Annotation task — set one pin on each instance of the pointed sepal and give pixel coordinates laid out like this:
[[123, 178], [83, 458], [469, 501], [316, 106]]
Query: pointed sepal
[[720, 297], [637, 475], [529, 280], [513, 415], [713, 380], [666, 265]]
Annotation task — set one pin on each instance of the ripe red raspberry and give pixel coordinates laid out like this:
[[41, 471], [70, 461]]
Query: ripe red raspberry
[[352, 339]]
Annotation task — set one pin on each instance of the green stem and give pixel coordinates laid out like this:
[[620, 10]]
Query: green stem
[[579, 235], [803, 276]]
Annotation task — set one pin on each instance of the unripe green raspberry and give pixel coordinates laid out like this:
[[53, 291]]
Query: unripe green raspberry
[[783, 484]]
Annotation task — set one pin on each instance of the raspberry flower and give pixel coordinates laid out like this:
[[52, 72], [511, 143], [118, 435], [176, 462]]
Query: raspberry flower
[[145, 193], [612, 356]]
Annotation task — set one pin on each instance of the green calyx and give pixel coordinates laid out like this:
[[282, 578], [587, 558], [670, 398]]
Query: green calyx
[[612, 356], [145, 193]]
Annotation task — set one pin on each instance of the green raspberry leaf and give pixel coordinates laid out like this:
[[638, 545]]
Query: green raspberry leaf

============

=== What is being asked ===
Please lay out every line of the records above as a numbered list, leaving out any blank lines.

=== Result for this exercise ===
1. Annotation task — set one pin on each instance of the pointed sepal and give pixel coordinates laid out like this:
2. [[123, 178], [83, 458], [469, 501], [316, 106]]
3. Query: pointed sepal
4. [[720, 297], [637, 475], [529, 280], [513, 415], [713, 380], [666, 265]]
5. Annotation task — set one pin on each instance of the ripe red raspberry and give pixel coordinates laid out like this:
6. [[41, 471], [70, 461]]
7. Query: ripe red raspberry
8. [[352, 339]]
9. Annotation task — set one pin on each instance of the green stem and give pixel coordinates laid out like this:
10. [[620, 10]]
11. Query: green stem
12. [[579, 235], [803, 276]]
13. Annotation task — set one pin on each instance of the unripe green raspberry and give pixel coordinates laid out like this:
14. [[53, 291]]
15. Query: unripe green raspberry
16. [[783, 484]]
17. Annotation task — set one pin on each instance of the raspberry flower and give pixel coordinates laid out like this:
18. [[52, 72], [511, 143], [118, 435], [176, 462]]
19. Query: raspberry flower
20. [[145, 193], [612, 356]]
21. Annotation task — set one pin on each instance of the green calyx and give pixel coordinates laid out like this:
22. [[282, 578], [587, 558], [670, 398]]
23. Query: green calyx
24. [[612, 356], [145, 193]]
25. Annotation task — set one pin on each instance of the green raspberry leaf and give pixel coordinates laid out like this:
26. [[638, 545]]
27. Query: green raspberry leaf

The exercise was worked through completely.